TEXT SHOWN:
######

So, when God announced through Amos that He was bringing judgment upon the nation of Judah, He gave only cause for His action:
“They have rejected the instruction of the Lord,
refusing to obey his decrees.” – Amos 2:4 NLT
When God had originally given the people of Israel the law, He told them that obedience to it would result in blessings, but disobedience would result in curses. He fully expected them to keep His commands, but He had given them the sacrificial system because He knew they would repeatedly fail to do so. Through the practice of blood sacrifice, the people could have their sins atoned for and forgiven. But even the sacrificial system had become nothing more than a ritualistic form of religious observance that was devoid of meaning and emptied of all its intended benefits. Even the great king, David, knew that God wanted far more than lip service and heartless religious observances.
You do not desire a sacrifice, or I would offer one.
You do not want a burnt offering.
The sacrifice you desire is a broken spirit.

######

SHORT TASK 1: Quote the passage on Amos and sacrifice in full, word for word.
The entries that follow are unrelated to the passage on Amos and sacrifice.

Point annotation dataset entries
######

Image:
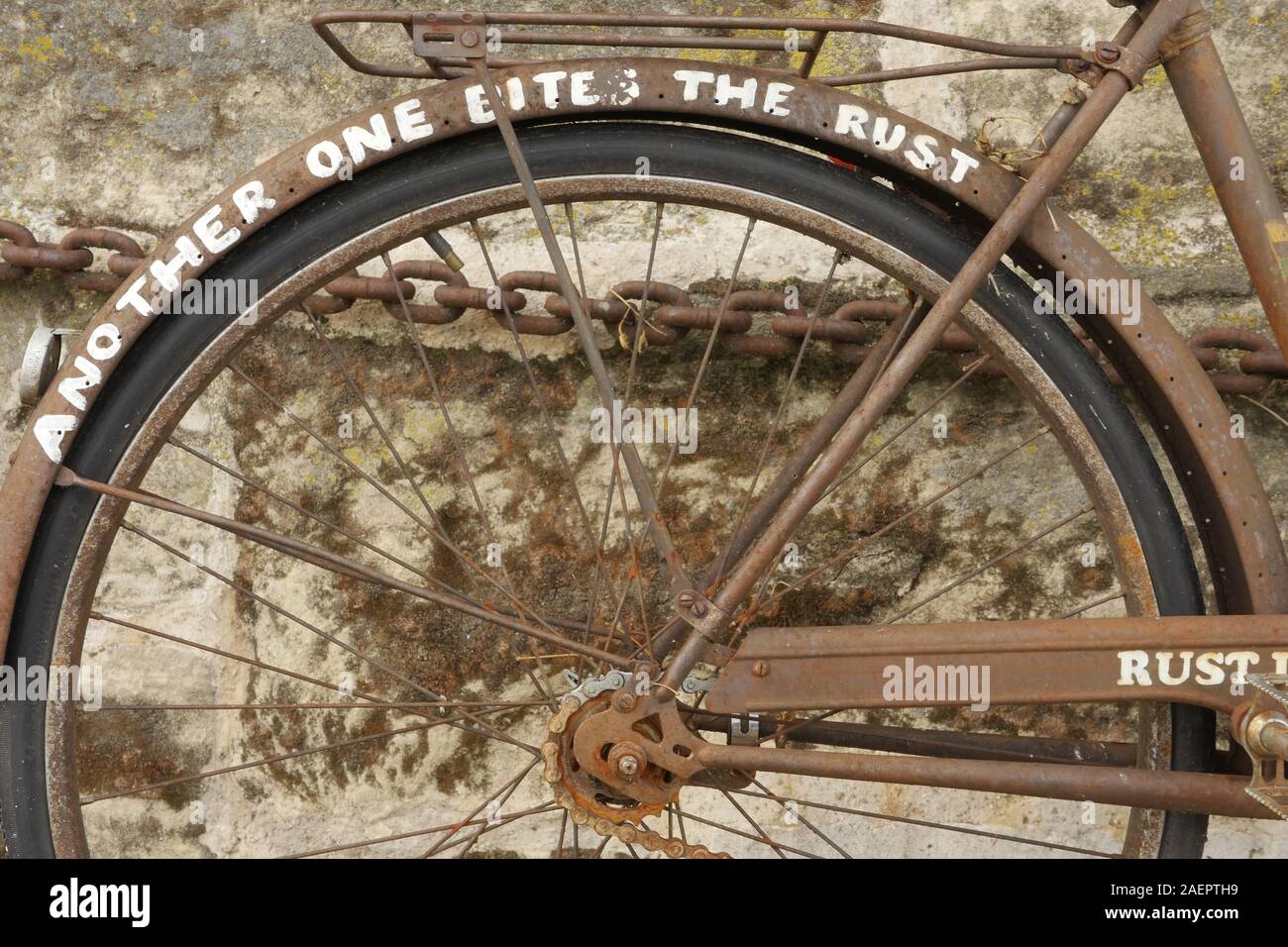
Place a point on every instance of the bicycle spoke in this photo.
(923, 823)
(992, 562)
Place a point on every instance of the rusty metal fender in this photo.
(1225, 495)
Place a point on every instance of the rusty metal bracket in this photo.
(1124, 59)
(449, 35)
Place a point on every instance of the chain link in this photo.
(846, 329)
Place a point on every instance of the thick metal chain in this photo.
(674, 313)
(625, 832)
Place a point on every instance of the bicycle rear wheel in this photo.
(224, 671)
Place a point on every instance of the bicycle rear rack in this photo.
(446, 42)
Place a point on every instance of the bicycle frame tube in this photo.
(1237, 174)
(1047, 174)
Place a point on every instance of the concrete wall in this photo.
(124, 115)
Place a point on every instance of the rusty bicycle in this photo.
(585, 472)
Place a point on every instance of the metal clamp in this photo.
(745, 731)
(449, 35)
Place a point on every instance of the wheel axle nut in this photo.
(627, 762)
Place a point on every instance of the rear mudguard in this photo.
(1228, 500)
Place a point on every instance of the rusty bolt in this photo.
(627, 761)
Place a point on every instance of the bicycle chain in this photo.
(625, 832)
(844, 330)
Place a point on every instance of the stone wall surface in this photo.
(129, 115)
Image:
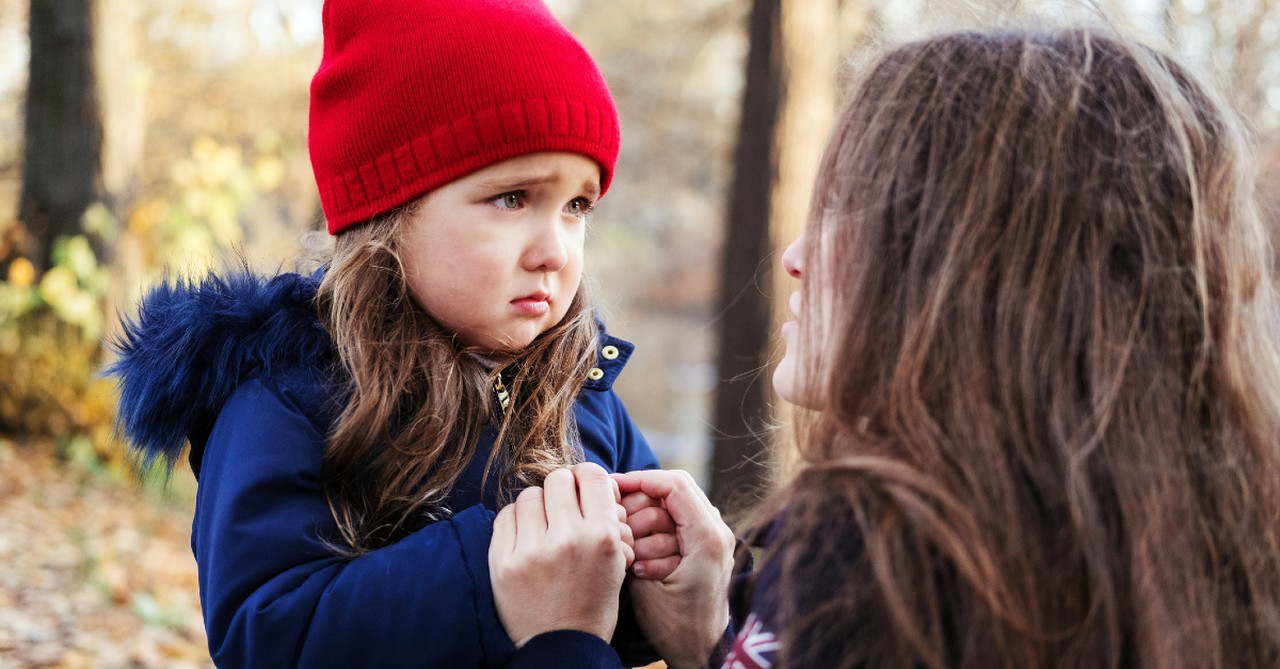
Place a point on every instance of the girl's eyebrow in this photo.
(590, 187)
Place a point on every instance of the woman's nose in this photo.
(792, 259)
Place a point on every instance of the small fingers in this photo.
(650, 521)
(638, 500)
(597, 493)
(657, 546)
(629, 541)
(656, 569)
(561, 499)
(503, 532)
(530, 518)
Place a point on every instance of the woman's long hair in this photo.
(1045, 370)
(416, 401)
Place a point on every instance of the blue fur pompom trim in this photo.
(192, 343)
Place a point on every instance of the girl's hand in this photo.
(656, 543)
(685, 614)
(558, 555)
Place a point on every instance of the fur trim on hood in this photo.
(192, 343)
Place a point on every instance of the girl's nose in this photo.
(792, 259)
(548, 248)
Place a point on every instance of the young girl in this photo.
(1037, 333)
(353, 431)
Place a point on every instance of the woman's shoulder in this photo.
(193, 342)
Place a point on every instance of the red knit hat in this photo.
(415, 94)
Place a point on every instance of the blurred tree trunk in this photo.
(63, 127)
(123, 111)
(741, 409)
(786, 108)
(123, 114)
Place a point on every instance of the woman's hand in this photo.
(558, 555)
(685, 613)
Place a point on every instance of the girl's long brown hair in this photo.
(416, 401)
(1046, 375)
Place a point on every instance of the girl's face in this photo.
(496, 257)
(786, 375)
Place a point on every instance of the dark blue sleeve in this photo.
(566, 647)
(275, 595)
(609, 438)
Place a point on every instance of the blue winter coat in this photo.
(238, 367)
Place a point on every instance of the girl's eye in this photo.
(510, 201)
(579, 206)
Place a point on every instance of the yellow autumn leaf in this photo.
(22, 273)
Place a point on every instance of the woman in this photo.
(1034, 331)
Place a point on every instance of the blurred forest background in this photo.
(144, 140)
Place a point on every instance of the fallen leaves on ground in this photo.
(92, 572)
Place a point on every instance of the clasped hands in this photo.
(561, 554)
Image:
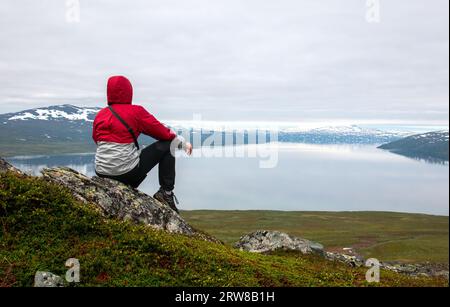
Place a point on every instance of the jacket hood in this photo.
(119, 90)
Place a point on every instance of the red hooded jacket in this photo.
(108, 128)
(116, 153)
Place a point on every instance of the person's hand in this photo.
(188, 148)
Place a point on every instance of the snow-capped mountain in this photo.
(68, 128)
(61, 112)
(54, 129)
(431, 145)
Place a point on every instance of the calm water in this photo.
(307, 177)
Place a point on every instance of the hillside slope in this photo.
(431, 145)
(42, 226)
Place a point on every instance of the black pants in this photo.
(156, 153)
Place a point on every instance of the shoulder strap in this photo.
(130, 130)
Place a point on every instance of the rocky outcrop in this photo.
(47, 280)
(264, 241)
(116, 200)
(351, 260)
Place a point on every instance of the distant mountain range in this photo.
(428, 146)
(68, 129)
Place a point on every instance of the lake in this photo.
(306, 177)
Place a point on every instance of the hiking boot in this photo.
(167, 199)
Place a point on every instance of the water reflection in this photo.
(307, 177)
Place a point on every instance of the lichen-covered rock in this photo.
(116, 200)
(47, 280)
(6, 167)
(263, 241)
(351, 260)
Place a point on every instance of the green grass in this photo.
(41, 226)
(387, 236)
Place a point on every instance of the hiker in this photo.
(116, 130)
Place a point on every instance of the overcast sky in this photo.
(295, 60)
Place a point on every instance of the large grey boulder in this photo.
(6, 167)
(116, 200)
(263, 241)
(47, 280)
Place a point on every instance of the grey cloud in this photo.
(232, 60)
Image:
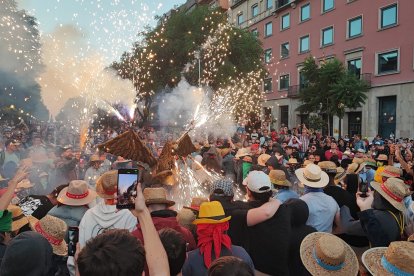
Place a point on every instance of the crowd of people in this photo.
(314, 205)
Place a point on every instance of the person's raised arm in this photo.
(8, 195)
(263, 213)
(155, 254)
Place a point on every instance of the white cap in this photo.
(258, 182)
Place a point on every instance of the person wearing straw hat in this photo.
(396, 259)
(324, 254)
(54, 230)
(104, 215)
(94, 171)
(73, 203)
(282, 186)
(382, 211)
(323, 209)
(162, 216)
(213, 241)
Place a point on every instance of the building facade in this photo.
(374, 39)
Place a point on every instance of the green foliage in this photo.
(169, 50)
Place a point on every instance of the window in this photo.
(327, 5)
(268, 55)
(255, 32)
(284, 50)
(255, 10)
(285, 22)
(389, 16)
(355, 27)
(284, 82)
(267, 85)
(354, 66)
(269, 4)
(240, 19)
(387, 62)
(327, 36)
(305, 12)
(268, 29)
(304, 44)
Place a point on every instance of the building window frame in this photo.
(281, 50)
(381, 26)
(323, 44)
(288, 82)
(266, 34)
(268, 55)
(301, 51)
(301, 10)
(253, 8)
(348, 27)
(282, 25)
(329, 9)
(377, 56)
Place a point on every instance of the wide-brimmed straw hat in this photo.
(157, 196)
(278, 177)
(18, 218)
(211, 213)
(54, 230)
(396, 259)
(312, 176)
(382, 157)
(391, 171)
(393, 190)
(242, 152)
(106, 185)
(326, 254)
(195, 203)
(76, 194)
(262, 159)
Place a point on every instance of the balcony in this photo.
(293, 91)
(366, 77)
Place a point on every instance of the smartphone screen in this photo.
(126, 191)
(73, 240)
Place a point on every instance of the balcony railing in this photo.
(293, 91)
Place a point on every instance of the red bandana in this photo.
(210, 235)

######

SHORT TASK 2: From the entries, pull out every line that contains the string "trim".

EXERCISE RESULT 1:
So, when God announced through Amos that He was bringing judgment upon the nation of Judah, He gave only cause for His action:
“They have rejected the instruction of the Lord,
refusing to obey his decrees.” – Amos 2:4 NLT
When God had originally given the people of Israel the law, He told them that obedience to it would result in blessings, but disobedience would result in curses. He fully expected them to keep His commands, but He had given them the sacrificial system because He knew they would repeatedly fail to do so. Through the practice of blood sacrifice, the people could have their sins atoned for and forgiven. But even the sacrificial system had become nothing more than a ritualistic form of religious observance that was devoid of meaning and emptied of all its intended benefits. Even the great king, David, knew that God wanted far more than lip service and heartless religious observances.
You do not desire a sacrifice, or I would offer one.
You do not want a burnt offering.
The sacrifice you desire is a broken spirit.

EXERCISE RESULT 2:
Place a point on every instance of the blue fur pompom trim in this photo.
Place a point on every instance of the fur trim on hood in this photo.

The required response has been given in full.